**ACTIVITY:** Please repeat exactly the line containing "Can you see the bare" and each line after it in the records below, through the last.

'''

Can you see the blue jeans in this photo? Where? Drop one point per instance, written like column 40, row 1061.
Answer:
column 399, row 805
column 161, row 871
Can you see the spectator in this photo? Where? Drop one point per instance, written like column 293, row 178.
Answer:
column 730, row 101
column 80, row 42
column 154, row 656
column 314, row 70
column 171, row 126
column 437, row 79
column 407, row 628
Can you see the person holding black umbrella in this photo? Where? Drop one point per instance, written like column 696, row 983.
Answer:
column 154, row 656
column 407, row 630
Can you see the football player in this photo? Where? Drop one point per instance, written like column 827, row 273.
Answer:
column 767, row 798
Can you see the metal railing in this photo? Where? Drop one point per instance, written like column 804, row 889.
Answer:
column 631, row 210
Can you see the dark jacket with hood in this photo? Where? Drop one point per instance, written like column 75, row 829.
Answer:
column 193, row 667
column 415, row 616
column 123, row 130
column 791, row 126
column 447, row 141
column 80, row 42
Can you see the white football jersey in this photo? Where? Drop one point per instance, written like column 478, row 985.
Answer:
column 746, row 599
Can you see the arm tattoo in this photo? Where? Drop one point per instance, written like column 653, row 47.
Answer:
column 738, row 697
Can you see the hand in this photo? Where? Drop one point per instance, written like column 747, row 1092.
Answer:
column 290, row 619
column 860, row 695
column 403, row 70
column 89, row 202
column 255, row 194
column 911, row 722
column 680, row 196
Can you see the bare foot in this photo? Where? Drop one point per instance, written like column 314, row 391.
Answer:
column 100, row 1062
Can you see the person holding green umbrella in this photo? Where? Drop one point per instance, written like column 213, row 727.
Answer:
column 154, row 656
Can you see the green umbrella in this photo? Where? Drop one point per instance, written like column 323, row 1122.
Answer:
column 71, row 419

'''

**RESULT:**
Can you see the bare foot in this photo? Where? Drop one point per instance, written like column 314, row 391.
Answer:
column 100, row 1062
Can you see the person holding green umbrella in this photo? Where? Drop one point per instance, written like column 213, row 727.
Answer:
column 154, row 656
Can you see the green umbrella in this photo? Where? Drop one point per instance, written like column 323, row 1122.
Answer:
column 71, row 419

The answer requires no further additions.